▸ **PROBLEM DESCRIPTION**
Show every line of the items below that contains the string "mask", matching case exactly.

..............................

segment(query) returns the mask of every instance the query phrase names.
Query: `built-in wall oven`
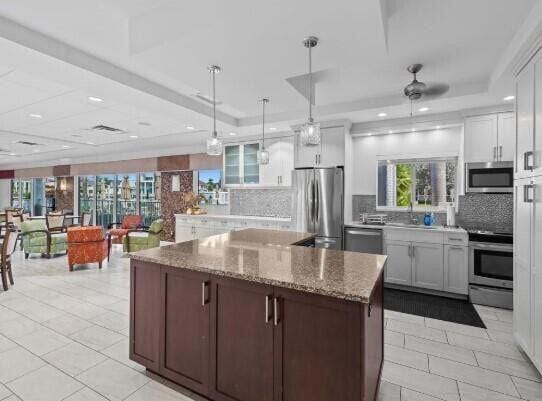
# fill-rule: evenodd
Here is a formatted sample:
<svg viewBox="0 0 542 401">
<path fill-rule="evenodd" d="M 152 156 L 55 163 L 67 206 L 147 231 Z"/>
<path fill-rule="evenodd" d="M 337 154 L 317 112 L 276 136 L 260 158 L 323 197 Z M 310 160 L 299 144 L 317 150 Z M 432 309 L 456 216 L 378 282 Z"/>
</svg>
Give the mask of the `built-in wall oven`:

..............................

▸ **PROBLEM SOLUTION**
segment(query) returns the mask of every instance the query phrase names.
Give the mask of the `built-in wall oven`:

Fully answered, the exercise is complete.